Directions for this task: Rename "point_to(query)" to "locate(query)" throughout the listing below and reproduce it with everything else unchanged. Leave the pictures out of your version.
[BEGIN Materials provided]
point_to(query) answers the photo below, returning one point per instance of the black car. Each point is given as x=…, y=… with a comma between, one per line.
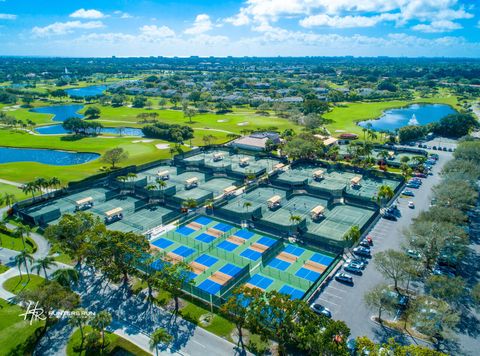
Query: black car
x=320, y=309
x=352, y=269
x=362, y=251
x=389, y=216
x=344, y=278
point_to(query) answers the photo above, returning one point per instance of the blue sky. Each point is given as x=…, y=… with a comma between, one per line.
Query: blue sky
x=240, y=28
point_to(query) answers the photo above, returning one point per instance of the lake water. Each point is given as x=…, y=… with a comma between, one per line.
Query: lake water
x=59, y=130
x=51, y=157
x=417, y=114
x=92, y=90
x=61, y=112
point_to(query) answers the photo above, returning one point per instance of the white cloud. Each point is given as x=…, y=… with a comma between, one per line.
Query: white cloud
x=8, y=17
x=153, y=32
x=437, y=26
x=123, y=15
x=344, y=21
x=87, y=14
x=62, y=28
x=347, y=13
x=201, y=24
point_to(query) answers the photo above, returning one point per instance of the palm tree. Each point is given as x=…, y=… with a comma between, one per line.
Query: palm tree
[END Materials provided]
Expected answer:
locate(query) answers the photo below, returning one point per instance of the black car. Each point is given as x=…, y=… with a comma between, one per line.
Query: black car
x=320, y=309
x=352, y=269
x=362, y=251
x=389, y=216
x=344, y=278
locate(query) answers the photo above, returning one point per instance of the blue sky. Each point is given as x=…, y=… with a comma between, one per line.
Query: blue sky
x=240, y=28
locate(query) answers the photo above, returning one point per instance of the lake water. Each point is given as x=…, y=… with a comma between, one per line.
Query: lake water
x=59, y=130
x=51, y=157
x=417, y=114
x=92, y=90
x=61, y=112
locate(query) answers the photo above, returning one point per instance of the white cloud. Each point is given as x=…, y=… with a comma between, one per line.
Query: white cloud
x=8, y=17
x=153, y=32
x=437, y=26
x=123, y=15
x=344, y=21
x=87, y=14
x=62, y=28
x=347, y=13
x=201, y=24
locate(query) answers the photo above, returning one point per instance of the palm tree. Each point is given as x=…, y=… with a comma between, one per line.
Query: palm tree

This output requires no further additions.